Stored data entries
====

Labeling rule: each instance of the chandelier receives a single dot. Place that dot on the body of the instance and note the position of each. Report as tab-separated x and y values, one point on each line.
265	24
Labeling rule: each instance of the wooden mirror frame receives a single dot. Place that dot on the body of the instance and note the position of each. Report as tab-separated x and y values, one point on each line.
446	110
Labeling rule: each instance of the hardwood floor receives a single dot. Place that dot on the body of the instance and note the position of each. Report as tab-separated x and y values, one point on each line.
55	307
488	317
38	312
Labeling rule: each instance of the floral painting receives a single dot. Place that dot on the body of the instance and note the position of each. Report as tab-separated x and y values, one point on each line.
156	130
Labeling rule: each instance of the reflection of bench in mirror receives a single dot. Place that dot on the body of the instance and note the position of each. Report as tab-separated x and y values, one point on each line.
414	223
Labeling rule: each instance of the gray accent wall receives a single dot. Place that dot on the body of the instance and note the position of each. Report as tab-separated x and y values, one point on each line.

====

All the data must be duplicated exactly, with nothing added or removed.

• RESULT BELOW:
Labeling rule: each instance of the chandelier receives a single dot. Place that dot on the body of the instance and note the position of each. Report as tab-separated x and y values, one point on each line.
265	24
Labeling rule: each instance of the wooden mirror frame receives a single dot. Place that dot on the body of the instance and note the position of each. Report as tab-separated x and y values, one point on each line.
446	110
Labeling rule: each instance of the hardwood floor receives a single dot. Place that dot on the body of the instance and note the position of each. Report as tab-separated x and y values, one point on each line.
55	307
488	317
38	312
Labeling rule: each instance of the floral painting receives a single dot. Place that dot on the body of the instance and note the position of each. Report as tab-separated x and y values, one point on each line.
156	130
Labeling rule: each instance of the reflection of bench in mirror receives a single dot. Place that dot on the body of the instance and note the position of each. Report as tab-separated x and y values, one point on each line.
414	223
Labeling rule: each instance of the gray accent wall receives a single dot. Place that dot on the body of the instance and note the position of each. Report as tab-separated x and y values, one point on each line.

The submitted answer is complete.